» **READING PASSAGE**:
________________________

But after years of world beating returns, FANG stocks (and FANG-like stocks) finally stumbled in 2022. All but Apple (yes, I know it’s not technically a FANG; call it FANG adjacent!) underperformed the indices, and most of them materially underperformed.
For years, owning FANG stock was a guide to outperforming the markets… but that recent underperformance has erased most of that outperformance. On a five year basis, only MSFT and AAPL are outperforming the index.
That said, the FANGS are generally still smashing the index on a 10 year mark!
Anyway, probably too many charts, but here’s what I’m trying to drive at: despite the recent stock market performance, a lot of these FANG stocks are performing really well:
AWS for Amazon continues to kill it, and I don’t think their retail moat has gotten any smaller.
Facebook’s problems are mainly self inflicted / capital allocation worries. Those worries can change in a hurry if the company stops burning money on the Metaverse and returns a bunch of capital to shareholders.
Google’s stock might have been down ~30% in 2022, but you’d probably be surprised by that if you were just looking at their income statement. Just glancing at Q3’22, constant currency revenue was up ~11%. Yes, operating income was down, but the company continues to gush free cash flow.
Speaking of margins down, we’re generally seeing a round of layoffs in tech. It’s been pointed out before, but a lot of these companies are really fat. I think there will be a lot of eyes on Twitter and how big margins could get there with Elon running a skeleton crew. If any of the tech companies (particularly Google and Facebook) ever got serious about running lean, I think the market would be shocked at how high margins could get and how cheap the companies would look on a pro-forma basis.
Anyway, if I was looking at this from an “offshore” perspective, I’d see a group of companies where demand is absolutely continuing to grow (people are always spending more time online / doing more business online; all of these companies are beneficiaries of that trend in a variety of ways). From a supply standpoint, I see companies that are just starting to get religion on margin discipline, and a ton of their would-be competitors are going bankrupt / the funding environment for new supply is drying up rapidly.
The FANG case is probably the weakest of the three here, but if you look it’s there. These companies no longer trade with nosebleed multiples, and you hear a lot less people talking about buying them and holding forever at any valuation than you did three years ago. The absolute destruction of hyper growth companies is going to make it a lot harder to fund a scaled competitor to any of these companies.
Alright, that’s it for me. Again, I’m not saying these sectors are the only or even best examples of the “offshore supply demand inflection” thesis; none of them are a clean fit into the inflection thesis, but all have interesting angles and similarities, and all certainly have some degree of hatred right now. If you’ve got a sector you think fits the thesis here better, I’m all ears! Reply to the Twitter poll or hit me up in the comments below; there’s a good chance I’ll chose one of these sectors for my next Tegus deep dive (again, I did one on cable last year that was…. poorly timed; I’ll probably have to do an update post to that one at some point).

________________________

» **TASKS AND EXERCISES**:
A - Return the portion of the passage on FANG stocks that begins with the words containing "Google’s stock might" and ends with "a pro-forma basis.".
B - For each statement below, decide whether it agrees with the passage on FANG stocks, answering yes or no and quoting the words of the passage that decide it.
(i) On a five-year basis, MSFT and AAPL are the only ones outperforming the index.
(ii) Google's operating income rose in Q3'22.
(iii) Apple underperformed the indices in 2022.

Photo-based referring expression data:
________________________

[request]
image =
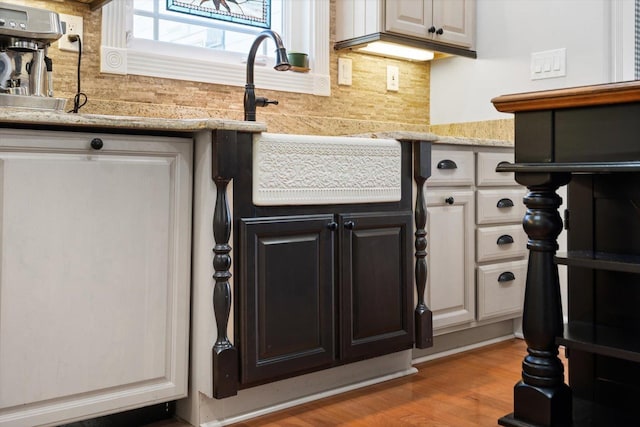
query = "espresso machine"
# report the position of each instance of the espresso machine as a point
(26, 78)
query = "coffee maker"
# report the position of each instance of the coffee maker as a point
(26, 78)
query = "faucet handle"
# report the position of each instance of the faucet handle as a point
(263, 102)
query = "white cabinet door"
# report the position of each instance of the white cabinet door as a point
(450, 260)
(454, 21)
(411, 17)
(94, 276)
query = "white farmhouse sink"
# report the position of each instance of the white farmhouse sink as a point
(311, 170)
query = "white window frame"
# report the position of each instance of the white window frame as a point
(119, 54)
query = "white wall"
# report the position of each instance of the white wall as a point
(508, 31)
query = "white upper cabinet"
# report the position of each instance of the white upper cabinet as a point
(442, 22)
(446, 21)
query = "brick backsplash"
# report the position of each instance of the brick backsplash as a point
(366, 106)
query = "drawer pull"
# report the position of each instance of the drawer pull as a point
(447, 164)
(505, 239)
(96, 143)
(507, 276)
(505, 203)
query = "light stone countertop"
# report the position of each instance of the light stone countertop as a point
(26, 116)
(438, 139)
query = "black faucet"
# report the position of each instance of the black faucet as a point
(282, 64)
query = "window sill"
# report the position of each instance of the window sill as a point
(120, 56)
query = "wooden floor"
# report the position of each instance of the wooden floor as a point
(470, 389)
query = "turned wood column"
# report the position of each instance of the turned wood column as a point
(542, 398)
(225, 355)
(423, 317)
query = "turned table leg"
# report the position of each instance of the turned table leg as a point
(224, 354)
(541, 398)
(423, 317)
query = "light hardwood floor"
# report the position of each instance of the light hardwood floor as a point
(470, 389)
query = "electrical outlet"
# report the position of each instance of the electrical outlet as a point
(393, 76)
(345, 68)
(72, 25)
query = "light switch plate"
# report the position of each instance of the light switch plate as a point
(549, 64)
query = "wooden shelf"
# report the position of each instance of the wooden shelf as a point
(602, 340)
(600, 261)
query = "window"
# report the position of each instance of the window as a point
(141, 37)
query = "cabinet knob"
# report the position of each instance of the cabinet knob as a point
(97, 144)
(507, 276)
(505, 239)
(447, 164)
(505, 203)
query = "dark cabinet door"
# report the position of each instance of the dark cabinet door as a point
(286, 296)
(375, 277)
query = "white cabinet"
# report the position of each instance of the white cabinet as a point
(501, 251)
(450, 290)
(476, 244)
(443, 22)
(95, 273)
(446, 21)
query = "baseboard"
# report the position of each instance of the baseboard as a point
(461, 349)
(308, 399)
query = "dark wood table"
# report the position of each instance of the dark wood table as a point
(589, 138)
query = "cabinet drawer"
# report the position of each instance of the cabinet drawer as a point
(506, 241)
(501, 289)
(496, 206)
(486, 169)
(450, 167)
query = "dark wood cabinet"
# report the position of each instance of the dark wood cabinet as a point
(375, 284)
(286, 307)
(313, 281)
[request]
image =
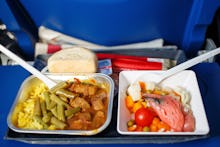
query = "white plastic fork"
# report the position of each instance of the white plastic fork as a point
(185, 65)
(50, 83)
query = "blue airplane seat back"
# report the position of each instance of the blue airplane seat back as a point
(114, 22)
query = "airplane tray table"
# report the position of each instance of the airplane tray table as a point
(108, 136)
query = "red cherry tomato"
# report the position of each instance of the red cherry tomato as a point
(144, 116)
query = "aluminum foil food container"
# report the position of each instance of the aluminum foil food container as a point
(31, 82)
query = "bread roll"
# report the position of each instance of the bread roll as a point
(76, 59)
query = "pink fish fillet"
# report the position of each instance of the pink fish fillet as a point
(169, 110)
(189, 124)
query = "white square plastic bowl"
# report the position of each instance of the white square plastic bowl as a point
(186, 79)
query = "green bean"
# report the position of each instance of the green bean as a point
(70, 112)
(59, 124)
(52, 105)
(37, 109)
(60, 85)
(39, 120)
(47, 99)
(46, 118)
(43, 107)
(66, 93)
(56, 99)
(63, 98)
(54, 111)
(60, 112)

________________________

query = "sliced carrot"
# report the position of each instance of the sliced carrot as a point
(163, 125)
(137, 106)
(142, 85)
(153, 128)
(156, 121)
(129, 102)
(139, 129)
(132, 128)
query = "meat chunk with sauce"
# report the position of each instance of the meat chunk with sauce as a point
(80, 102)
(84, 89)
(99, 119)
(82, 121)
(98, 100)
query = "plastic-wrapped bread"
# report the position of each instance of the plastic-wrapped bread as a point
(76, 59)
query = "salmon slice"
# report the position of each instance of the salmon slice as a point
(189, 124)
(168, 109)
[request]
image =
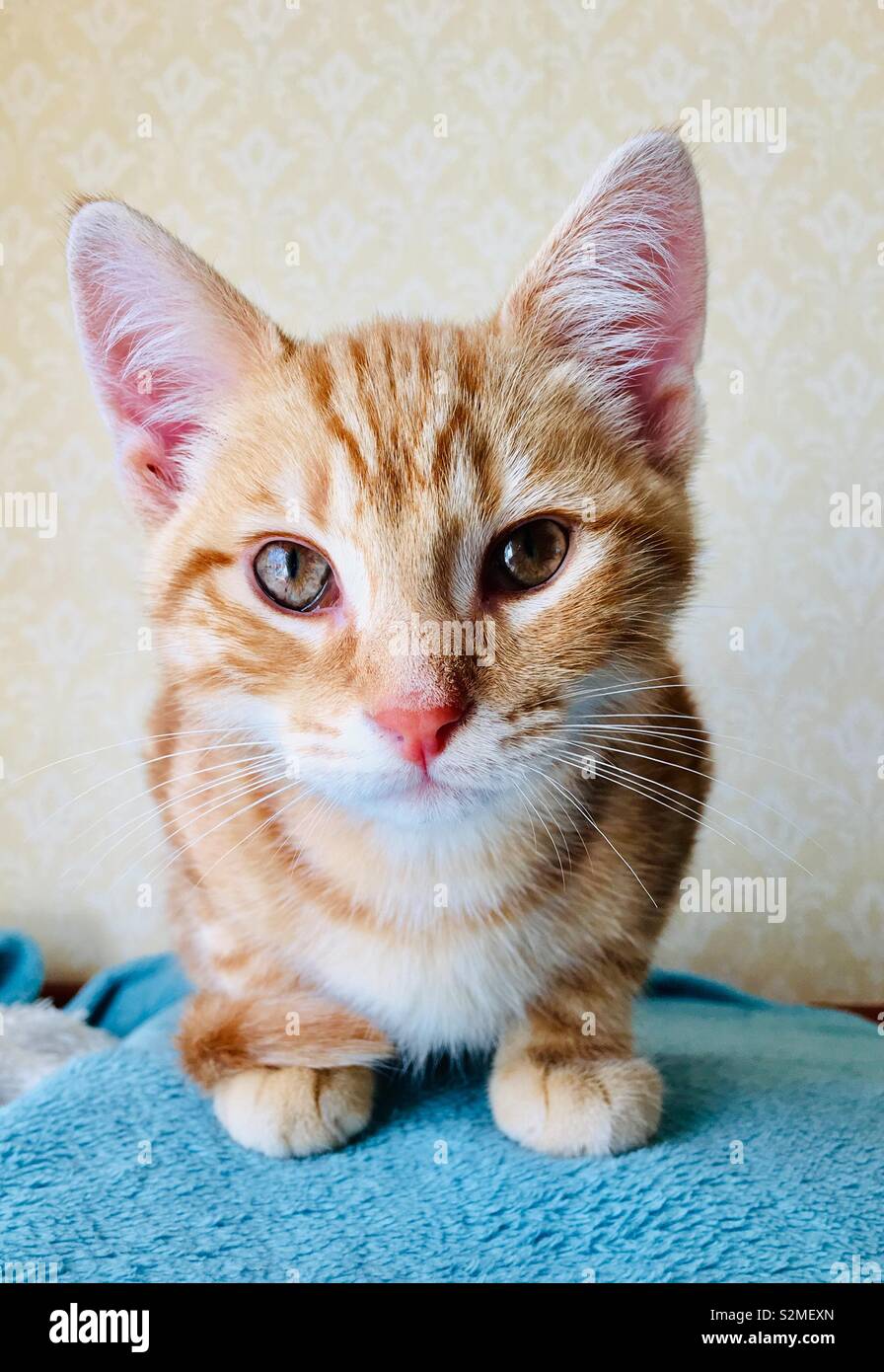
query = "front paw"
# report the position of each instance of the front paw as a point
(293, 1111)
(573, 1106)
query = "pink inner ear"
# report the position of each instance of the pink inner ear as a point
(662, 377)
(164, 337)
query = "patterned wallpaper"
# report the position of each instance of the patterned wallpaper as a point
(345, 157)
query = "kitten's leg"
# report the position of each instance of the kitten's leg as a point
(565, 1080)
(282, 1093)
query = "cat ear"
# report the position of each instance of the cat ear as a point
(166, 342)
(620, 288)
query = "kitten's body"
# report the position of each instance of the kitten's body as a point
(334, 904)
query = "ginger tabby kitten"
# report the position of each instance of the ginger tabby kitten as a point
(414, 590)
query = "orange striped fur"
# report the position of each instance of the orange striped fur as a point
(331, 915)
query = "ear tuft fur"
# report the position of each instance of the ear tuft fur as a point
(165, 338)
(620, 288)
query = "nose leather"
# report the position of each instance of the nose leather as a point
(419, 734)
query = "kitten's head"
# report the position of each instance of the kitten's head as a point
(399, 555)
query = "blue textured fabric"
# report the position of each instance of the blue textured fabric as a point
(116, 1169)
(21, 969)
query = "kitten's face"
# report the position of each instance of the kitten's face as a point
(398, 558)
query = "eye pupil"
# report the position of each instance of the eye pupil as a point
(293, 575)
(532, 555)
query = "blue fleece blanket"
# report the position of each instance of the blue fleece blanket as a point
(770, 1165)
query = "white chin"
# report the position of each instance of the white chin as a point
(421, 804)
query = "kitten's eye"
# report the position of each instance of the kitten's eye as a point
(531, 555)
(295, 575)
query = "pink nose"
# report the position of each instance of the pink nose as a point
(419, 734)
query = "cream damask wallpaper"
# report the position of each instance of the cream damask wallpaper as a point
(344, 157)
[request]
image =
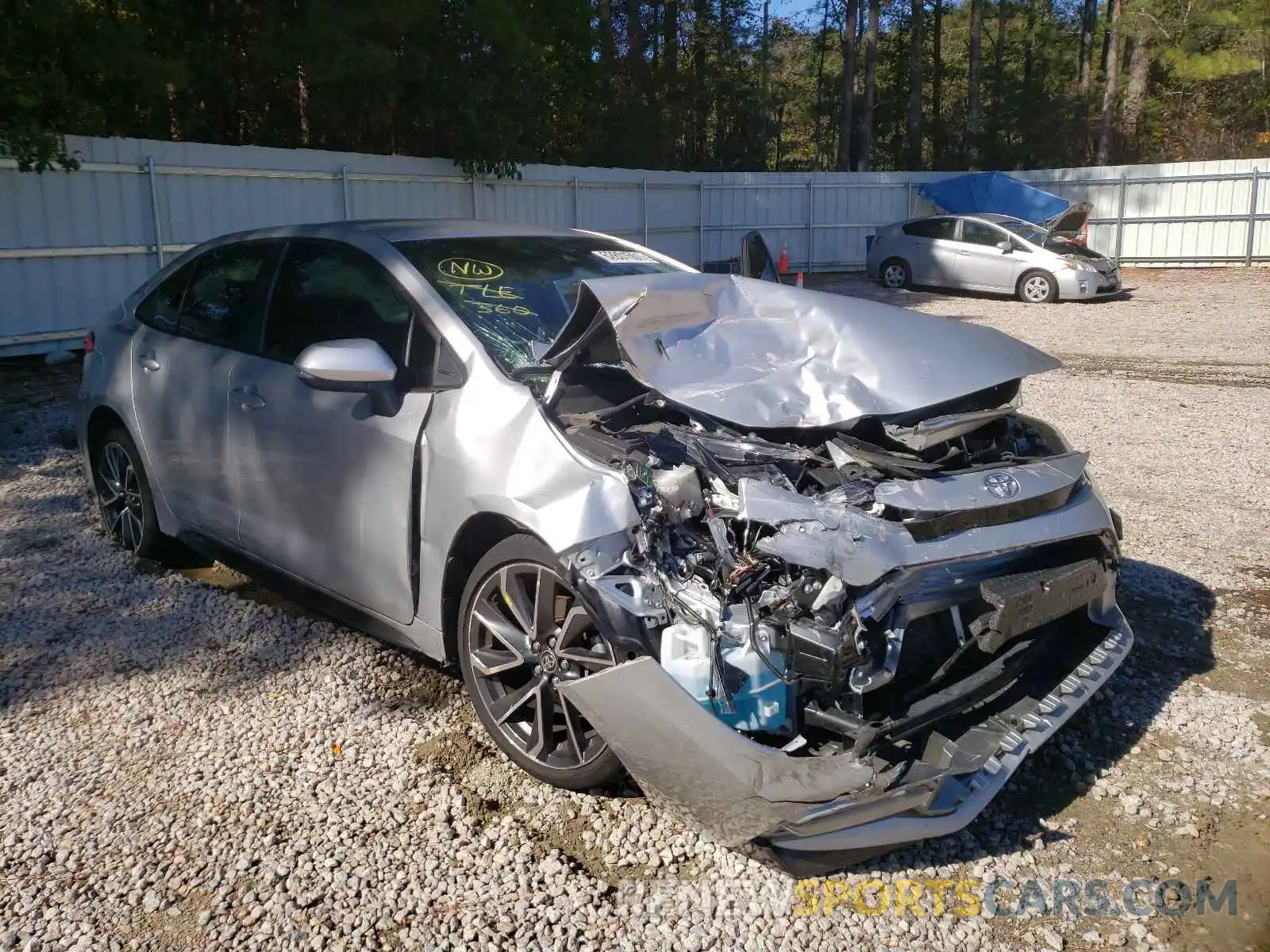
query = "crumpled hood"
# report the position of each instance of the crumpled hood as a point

________________________

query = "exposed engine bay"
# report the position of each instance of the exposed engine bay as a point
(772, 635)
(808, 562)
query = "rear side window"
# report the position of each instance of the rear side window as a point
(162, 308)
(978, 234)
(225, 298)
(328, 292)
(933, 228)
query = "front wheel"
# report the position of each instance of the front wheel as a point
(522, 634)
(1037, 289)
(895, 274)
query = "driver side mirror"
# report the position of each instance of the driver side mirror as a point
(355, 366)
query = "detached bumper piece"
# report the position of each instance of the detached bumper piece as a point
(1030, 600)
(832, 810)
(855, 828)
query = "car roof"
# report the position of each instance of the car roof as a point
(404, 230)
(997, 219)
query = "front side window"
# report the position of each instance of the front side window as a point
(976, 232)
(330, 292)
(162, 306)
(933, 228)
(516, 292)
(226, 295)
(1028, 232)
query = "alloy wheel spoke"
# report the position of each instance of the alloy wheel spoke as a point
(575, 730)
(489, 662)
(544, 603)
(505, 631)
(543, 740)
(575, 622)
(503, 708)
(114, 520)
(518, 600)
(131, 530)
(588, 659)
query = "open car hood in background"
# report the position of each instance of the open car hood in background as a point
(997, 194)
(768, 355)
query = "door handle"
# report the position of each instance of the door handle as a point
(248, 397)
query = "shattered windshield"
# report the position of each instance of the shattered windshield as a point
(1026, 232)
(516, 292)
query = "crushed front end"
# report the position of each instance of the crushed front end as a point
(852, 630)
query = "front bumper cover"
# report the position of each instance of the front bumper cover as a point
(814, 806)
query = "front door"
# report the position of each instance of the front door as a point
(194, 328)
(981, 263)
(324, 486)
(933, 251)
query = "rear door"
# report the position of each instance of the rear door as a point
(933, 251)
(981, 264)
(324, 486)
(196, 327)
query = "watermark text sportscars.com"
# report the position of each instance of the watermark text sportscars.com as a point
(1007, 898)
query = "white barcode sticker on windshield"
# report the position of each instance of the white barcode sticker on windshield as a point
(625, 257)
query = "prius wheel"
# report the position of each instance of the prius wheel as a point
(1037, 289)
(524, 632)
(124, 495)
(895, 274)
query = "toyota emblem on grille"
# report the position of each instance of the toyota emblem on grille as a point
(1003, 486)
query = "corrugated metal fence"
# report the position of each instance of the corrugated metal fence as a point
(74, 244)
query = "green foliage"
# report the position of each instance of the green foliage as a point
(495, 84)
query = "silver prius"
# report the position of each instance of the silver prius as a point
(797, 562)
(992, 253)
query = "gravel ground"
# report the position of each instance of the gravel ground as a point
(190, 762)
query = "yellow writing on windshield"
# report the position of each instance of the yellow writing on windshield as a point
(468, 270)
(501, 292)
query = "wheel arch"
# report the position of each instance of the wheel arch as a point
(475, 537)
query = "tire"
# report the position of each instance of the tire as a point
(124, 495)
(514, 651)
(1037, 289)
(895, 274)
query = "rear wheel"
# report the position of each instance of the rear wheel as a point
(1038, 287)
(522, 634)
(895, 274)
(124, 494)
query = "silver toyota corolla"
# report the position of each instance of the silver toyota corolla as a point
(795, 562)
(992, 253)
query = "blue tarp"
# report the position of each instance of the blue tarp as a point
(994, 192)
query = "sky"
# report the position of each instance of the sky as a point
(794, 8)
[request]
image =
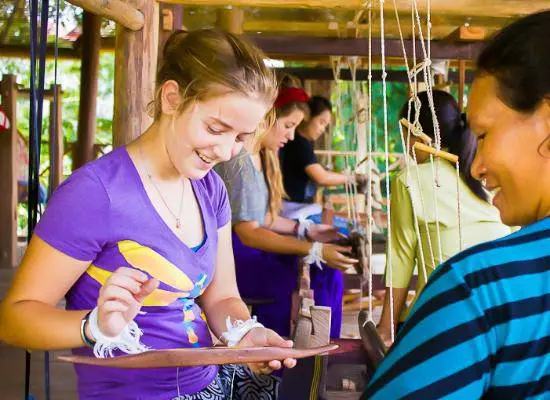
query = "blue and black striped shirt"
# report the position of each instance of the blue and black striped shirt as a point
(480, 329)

________________________

» **SOLUTION SET**:
A -
Google’s stock might have been down ~30% in 2022, but you’d probably be surprised by that if you were just looking at their income statement. Just glancing at Q3’22, constant currency revenue was up ~11%. Yes, operating income was down, but the company continues to gush free cash flow.
Speaking of margins down, we’re generally seeing a round of layoffs in tech. It’s been pointed out before, but a lot of these companies are really fat. I think there will be a lot of eyes on Twitter and how big margins could get there with Elon running a skeleton crew. If any of the tech companies (particularly Google and Facebook) ever got serious about running lean, I think the market would be shocked at how high margins could get and how cheap the companies would look on a pro-forma basis.

B -
(i) Yes: "On a five year basis, only MSFT and AAPL are outperforming the index."
(ii) No: "Yes, operating income was down"
(iii) No: "All but Apple (yes, I know it’s not technically a FANG; call it FANG adjacent!) underperformed the indices"